* Problem statement: Filter the lines below and copy each one that contains the word "table", treating uppercase and lowercase as different.
— start —
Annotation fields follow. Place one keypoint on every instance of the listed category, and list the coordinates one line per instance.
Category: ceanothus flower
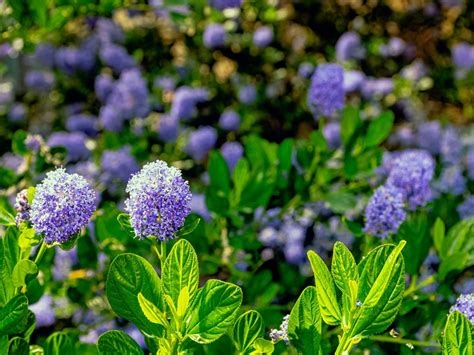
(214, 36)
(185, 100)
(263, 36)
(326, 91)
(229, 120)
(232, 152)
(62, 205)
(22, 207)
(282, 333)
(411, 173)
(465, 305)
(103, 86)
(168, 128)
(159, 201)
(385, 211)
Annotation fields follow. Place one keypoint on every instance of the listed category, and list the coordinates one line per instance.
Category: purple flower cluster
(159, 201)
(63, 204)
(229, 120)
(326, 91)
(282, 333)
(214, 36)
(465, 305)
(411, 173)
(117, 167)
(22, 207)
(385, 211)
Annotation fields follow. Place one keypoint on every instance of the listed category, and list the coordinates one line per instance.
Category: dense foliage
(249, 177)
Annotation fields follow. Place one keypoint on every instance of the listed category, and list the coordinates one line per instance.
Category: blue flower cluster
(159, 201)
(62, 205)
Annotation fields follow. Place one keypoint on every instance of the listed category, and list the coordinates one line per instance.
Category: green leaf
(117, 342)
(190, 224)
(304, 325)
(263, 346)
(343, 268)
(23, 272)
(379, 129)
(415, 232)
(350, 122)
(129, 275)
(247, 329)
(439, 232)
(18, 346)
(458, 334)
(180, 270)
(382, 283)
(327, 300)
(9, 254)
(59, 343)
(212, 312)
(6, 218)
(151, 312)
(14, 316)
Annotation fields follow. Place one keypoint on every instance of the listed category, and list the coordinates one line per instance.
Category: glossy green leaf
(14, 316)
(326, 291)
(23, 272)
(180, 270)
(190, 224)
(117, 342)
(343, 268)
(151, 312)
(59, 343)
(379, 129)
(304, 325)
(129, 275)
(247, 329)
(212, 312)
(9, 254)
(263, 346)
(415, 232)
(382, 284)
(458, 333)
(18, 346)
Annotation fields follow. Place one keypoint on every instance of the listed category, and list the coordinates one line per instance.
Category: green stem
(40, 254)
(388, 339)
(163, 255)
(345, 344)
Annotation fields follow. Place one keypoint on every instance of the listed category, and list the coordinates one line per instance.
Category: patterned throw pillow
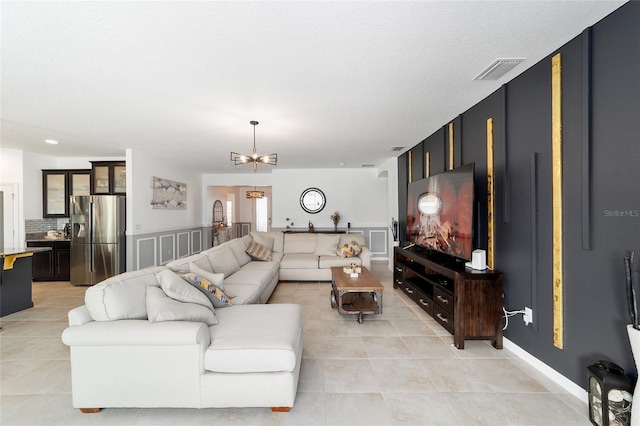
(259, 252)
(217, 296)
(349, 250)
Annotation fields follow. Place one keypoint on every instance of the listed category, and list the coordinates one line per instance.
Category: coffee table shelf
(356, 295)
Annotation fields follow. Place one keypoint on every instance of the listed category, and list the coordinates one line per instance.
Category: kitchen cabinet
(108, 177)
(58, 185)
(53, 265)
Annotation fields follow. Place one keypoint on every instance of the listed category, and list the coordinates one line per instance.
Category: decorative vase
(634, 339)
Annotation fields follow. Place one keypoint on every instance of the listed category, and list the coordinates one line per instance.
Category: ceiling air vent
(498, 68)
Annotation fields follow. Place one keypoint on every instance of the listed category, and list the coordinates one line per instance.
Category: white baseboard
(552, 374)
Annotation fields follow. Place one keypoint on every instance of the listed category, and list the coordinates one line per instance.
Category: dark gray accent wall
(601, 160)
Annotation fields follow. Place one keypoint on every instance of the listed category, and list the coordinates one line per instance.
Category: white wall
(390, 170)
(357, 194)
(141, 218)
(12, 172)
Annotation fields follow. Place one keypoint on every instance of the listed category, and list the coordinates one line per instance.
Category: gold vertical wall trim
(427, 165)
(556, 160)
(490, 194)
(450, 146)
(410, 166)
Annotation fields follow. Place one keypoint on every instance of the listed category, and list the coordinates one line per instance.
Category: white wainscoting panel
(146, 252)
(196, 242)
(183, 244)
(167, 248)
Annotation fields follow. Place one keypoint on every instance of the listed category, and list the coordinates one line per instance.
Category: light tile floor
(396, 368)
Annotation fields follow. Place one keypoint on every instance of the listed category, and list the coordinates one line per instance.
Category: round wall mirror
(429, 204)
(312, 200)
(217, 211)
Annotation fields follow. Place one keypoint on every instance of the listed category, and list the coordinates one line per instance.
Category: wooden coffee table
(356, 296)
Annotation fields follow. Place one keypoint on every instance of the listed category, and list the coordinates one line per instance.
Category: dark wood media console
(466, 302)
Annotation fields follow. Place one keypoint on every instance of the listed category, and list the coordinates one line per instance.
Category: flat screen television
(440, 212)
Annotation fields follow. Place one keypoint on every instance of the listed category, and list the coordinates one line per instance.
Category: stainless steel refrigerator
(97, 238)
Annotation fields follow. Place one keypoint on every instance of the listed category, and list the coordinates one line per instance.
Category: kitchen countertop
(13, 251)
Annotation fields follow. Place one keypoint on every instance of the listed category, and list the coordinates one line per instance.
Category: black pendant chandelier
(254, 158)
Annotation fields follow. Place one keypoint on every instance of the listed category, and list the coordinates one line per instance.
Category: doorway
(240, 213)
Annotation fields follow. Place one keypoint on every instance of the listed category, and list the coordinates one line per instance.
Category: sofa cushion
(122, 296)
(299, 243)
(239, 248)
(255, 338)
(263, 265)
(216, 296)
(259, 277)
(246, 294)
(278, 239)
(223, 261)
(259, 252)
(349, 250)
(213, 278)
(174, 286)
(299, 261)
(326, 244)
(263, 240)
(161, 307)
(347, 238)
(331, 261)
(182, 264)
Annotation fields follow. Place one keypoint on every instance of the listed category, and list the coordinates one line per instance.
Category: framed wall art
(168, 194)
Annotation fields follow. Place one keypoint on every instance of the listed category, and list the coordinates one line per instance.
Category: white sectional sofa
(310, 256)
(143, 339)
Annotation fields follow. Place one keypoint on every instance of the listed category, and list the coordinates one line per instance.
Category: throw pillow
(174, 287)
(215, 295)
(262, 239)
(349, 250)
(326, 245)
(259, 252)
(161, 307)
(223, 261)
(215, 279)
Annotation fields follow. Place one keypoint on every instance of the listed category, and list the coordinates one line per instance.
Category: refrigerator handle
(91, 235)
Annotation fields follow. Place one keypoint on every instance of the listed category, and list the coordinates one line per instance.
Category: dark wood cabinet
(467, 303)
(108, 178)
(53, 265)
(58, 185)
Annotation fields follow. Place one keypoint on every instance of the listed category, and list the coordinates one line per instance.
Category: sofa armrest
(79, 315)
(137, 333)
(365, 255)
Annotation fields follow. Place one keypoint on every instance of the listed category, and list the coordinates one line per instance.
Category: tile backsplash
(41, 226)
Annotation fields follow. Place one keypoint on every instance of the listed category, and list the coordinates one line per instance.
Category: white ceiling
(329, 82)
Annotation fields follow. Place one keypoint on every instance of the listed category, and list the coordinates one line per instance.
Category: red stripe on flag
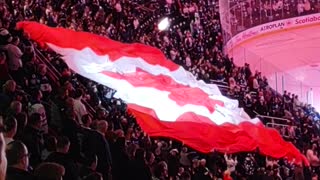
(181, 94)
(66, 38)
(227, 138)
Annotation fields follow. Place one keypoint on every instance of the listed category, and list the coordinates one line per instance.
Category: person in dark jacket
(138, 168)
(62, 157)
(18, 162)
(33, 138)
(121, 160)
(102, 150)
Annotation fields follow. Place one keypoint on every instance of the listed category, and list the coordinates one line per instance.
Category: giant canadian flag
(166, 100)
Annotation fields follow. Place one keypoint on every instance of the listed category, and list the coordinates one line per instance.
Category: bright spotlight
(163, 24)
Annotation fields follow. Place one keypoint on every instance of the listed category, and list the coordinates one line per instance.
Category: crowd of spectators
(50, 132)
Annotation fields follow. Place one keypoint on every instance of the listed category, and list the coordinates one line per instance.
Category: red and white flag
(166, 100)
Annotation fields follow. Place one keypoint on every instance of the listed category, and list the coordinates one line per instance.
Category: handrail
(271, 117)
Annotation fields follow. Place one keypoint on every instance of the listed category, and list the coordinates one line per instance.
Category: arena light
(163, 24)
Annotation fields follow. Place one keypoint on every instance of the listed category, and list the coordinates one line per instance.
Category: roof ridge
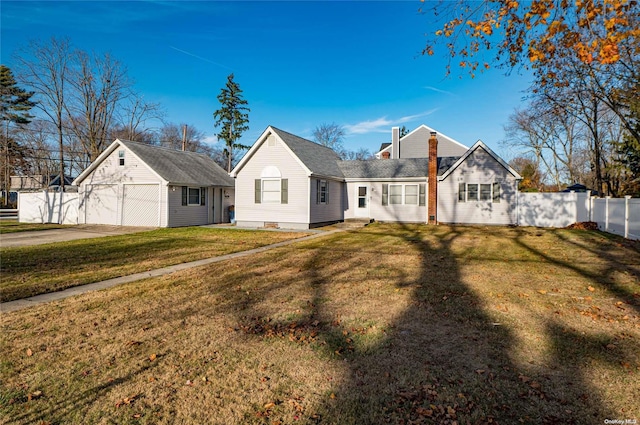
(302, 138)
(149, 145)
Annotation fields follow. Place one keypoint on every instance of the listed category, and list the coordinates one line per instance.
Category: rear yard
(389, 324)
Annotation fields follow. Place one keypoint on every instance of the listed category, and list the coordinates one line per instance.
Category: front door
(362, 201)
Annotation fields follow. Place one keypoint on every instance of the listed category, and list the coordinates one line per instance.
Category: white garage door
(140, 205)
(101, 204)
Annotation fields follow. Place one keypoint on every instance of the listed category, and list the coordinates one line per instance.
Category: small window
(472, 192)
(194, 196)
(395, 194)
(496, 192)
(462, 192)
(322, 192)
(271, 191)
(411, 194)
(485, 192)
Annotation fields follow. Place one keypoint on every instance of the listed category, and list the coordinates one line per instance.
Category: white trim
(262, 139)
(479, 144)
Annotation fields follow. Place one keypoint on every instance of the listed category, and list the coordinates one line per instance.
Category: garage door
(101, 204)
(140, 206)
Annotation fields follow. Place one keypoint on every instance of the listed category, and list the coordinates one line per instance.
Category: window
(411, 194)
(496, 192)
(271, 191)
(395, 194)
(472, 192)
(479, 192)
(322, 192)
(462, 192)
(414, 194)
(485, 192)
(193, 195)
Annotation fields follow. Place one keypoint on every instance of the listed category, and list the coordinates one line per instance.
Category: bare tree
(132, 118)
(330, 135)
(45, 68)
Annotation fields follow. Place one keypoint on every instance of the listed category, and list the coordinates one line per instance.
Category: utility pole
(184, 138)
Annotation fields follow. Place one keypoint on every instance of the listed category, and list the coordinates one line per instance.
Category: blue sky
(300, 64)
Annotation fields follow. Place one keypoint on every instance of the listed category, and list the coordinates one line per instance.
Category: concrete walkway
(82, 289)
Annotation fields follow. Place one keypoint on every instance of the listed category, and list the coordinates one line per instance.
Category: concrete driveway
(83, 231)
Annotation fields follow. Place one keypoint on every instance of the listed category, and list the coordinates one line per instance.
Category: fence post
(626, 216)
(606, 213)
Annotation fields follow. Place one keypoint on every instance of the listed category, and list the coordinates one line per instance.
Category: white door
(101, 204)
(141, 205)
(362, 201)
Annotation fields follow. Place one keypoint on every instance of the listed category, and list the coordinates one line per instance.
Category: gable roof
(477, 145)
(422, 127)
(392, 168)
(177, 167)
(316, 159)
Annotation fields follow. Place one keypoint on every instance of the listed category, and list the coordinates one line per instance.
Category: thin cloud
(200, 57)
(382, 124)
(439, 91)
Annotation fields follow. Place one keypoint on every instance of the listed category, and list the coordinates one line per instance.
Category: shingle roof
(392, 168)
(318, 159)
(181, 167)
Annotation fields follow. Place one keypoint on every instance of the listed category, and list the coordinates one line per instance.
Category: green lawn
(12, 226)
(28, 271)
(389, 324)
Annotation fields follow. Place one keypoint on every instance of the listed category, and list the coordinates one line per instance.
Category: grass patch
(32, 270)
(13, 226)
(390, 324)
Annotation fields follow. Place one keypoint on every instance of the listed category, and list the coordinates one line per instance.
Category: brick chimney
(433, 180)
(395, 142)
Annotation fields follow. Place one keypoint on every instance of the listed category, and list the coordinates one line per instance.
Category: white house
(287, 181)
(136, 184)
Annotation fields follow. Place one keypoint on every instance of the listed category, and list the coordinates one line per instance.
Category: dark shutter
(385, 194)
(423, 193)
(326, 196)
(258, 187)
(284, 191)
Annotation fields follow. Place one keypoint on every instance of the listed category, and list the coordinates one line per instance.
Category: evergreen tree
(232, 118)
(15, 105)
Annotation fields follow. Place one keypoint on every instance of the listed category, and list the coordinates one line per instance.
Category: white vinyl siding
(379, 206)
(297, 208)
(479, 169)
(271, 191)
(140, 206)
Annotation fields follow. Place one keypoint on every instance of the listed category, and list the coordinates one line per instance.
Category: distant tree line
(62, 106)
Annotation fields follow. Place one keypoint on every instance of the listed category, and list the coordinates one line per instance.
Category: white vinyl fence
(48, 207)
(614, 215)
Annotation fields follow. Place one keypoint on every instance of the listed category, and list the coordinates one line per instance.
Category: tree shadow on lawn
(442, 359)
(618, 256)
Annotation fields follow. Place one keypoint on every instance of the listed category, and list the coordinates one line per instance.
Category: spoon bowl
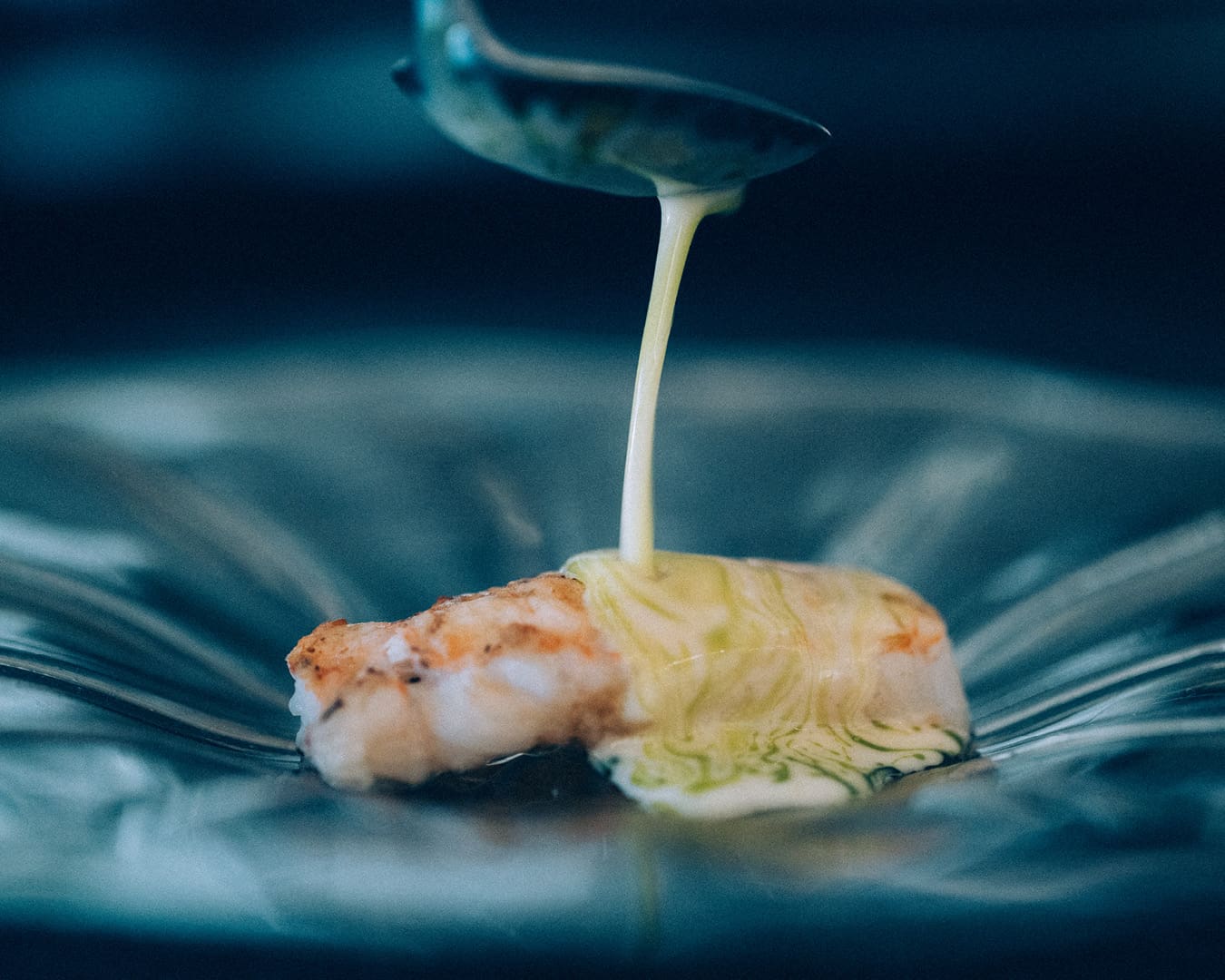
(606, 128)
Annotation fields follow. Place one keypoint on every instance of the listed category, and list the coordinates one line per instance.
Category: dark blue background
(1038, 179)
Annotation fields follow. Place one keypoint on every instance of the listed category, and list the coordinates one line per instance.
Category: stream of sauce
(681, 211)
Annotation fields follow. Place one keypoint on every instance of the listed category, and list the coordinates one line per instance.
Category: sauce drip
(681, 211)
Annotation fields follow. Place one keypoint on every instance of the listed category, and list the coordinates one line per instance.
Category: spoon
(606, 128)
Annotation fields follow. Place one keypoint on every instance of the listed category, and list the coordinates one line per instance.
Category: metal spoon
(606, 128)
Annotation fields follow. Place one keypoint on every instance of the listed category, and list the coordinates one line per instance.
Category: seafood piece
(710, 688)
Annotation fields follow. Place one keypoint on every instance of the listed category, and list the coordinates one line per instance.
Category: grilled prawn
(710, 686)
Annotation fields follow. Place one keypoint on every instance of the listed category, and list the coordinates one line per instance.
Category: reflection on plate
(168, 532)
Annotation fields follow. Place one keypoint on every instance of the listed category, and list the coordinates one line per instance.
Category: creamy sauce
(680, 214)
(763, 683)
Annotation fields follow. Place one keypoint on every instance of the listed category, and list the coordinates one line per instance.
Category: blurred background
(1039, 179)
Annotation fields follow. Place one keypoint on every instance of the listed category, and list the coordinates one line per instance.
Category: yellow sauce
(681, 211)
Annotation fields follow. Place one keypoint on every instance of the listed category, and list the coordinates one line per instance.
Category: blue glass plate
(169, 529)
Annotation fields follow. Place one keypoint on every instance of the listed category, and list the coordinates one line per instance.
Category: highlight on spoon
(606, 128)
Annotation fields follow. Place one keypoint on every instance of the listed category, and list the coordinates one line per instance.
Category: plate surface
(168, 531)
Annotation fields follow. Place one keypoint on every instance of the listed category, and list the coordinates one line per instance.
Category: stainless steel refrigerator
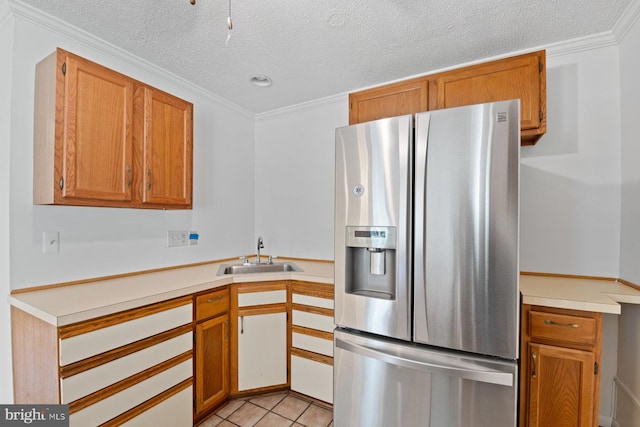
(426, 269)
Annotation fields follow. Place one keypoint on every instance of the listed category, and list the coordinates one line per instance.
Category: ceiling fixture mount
— end —
* Answer to this task:
Category: coffee table shelf
Category: wooden coffee table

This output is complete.